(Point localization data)
>>

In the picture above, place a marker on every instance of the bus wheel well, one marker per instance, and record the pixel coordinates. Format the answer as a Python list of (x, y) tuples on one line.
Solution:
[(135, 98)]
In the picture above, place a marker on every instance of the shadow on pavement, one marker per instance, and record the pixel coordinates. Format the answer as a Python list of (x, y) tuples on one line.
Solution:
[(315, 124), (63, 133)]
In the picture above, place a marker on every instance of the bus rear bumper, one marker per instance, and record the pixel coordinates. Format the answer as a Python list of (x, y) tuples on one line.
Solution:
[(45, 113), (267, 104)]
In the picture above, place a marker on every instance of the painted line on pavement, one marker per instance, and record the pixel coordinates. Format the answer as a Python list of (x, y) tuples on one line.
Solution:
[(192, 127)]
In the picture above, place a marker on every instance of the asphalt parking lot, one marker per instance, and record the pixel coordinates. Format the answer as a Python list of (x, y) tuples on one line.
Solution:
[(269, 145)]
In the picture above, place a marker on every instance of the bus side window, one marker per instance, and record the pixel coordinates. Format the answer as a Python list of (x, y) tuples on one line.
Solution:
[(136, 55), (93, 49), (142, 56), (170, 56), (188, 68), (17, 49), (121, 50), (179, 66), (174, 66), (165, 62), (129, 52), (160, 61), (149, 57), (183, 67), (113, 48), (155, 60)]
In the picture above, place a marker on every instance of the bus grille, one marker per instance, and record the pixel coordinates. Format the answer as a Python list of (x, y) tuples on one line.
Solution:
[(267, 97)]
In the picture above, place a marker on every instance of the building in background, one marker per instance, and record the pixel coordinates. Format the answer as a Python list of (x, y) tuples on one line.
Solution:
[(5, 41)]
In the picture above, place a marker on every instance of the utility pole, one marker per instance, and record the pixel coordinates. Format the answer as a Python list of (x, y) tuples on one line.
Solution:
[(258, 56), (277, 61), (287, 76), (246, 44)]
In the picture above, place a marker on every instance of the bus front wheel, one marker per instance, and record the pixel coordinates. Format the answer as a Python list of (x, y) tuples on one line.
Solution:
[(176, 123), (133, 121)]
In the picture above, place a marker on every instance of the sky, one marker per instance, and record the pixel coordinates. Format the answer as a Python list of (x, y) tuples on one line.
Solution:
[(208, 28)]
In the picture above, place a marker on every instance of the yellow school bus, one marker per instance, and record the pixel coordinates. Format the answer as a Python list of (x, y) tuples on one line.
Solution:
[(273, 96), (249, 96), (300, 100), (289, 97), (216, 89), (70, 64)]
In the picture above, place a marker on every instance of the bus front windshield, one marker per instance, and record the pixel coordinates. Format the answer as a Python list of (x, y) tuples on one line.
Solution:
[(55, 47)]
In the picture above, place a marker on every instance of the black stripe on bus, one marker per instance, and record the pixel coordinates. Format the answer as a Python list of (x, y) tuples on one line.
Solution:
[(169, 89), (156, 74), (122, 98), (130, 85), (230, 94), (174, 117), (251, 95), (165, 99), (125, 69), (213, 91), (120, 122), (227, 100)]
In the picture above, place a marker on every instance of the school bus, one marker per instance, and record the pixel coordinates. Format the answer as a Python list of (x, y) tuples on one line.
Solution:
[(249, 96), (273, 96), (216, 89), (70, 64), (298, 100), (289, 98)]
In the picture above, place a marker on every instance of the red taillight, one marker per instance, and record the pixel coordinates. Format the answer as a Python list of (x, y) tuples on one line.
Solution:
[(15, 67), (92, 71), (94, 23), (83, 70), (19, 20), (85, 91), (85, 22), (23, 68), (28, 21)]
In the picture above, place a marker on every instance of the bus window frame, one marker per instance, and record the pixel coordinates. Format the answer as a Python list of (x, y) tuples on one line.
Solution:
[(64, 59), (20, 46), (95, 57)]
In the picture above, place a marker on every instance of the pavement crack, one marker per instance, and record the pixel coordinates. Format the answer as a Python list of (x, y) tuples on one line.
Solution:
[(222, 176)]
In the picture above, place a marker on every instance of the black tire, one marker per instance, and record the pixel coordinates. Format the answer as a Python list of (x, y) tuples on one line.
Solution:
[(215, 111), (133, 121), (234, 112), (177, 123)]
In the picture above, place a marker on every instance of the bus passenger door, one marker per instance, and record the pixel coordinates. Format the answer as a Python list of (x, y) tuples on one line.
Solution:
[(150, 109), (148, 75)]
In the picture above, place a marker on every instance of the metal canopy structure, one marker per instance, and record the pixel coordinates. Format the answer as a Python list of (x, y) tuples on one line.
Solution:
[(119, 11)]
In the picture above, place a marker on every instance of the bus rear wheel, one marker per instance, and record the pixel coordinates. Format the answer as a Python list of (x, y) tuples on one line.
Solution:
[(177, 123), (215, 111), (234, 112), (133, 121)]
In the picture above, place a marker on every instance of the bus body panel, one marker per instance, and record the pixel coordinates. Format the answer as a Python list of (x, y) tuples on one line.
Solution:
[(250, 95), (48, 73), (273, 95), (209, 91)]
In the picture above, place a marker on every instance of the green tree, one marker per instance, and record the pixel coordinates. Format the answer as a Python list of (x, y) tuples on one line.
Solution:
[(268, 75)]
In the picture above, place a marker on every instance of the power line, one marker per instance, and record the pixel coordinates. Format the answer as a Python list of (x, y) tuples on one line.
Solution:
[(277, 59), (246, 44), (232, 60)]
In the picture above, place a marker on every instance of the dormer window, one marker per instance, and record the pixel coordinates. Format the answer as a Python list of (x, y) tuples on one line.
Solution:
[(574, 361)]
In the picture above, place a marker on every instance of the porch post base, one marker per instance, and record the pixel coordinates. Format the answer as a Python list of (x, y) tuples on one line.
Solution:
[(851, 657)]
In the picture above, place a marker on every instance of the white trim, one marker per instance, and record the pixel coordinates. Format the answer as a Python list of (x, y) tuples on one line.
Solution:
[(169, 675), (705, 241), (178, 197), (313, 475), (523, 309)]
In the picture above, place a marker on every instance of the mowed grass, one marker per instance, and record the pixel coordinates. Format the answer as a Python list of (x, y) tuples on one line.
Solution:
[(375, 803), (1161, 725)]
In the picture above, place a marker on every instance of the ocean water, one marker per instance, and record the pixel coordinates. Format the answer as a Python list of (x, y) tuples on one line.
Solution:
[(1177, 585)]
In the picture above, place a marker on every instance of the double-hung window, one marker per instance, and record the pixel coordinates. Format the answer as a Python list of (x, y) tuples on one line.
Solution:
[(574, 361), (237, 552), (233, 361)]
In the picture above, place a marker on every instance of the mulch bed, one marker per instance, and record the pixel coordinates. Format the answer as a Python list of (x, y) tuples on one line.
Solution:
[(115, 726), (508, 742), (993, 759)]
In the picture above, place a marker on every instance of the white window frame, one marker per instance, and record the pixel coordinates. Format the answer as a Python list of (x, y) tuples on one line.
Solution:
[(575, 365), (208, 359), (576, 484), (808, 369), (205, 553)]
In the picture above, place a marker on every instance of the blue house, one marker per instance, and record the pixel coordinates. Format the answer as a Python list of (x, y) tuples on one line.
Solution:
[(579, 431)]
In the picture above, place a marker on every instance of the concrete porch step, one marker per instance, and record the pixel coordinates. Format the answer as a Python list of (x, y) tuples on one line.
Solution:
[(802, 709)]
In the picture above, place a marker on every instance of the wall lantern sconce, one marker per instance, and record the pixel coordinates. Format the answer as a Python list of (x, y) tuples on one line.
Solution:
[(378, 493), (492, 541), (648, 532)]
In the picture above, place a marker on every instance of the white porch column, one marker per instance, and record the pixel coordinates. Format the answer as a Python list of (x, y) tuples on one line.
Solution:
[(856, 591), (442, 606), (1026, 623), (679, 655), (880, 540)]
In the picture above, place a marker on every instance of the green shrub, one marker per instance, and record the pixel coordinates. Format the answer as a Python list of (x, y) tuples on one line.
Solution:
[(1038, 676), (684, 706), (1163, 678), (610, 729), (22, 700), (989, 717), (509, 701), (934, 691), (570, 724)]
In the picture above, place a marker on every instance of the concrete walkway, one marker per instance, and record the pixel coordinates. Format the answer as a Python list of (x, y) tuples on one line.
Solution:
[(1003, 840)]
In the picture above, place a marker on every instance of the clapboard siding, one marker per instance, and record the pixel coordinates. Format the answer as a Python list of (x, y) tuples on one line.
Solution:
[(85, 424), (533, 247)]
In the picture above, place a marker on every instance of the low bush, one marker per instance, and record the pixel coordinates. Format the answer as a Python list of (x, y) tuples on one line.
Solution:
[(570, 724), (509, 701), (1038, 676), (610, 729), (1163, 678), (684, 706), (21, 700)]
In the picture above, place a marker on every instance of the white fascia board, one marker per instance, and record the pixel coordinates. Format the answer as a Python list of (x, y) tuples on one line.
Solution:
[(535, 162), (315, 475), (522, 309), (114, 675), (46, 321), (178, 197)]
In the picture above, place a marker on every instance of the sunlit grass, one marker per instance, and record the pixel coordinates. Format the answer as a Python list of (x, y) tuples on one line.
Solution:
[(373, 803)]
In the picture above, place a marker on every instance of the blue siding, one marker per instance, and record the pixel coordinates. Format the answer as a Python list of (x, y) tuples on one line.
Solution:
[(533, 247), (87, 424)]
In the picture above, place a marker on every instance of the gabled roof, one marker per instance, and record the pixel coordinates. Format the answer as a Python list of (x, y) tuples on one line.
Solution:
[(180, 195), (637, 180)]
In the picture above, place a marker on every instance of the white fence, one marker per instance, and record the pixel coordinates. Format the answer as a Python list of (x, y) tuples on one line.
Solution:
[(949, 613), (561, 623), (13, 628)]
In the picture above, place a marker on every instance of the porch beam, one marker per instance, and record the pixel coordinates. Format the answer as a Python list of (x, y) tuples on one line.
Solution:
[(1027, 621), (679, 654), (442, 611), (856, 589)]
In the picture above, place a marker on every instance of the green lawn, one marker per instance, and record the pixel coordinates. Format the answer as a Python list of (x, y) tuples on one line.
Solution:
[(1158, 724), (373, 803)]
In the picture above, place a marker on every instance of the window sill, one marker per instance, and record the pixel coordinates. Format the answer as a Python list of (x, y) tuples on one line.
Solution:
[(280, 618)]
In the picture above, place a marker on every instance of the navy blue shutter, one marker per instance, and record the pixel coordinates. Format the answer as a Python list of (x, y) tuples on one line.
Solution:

<<

* _How to complete this task_: Lines holding the word "green" are the answer; copy each one from the records above.

* _Task result_:
In the picture above, place a marker on every instance of the green tree, one marker per instance, and record the pixel coordinates. Format the answer as a Python list of (x, y) tuples on one line.
In the picture above, place a marker on every instance of the green shrub, one marker per instance, and record the pixel coordinates. Format the answer as a Python list of (x, y) tuples on one line.
In the picture above, place a marker on every instance of the green lawn, one marker per instance, and record the pixel coordinates. Format the answer as a Python list of (x, y) tuples on one line.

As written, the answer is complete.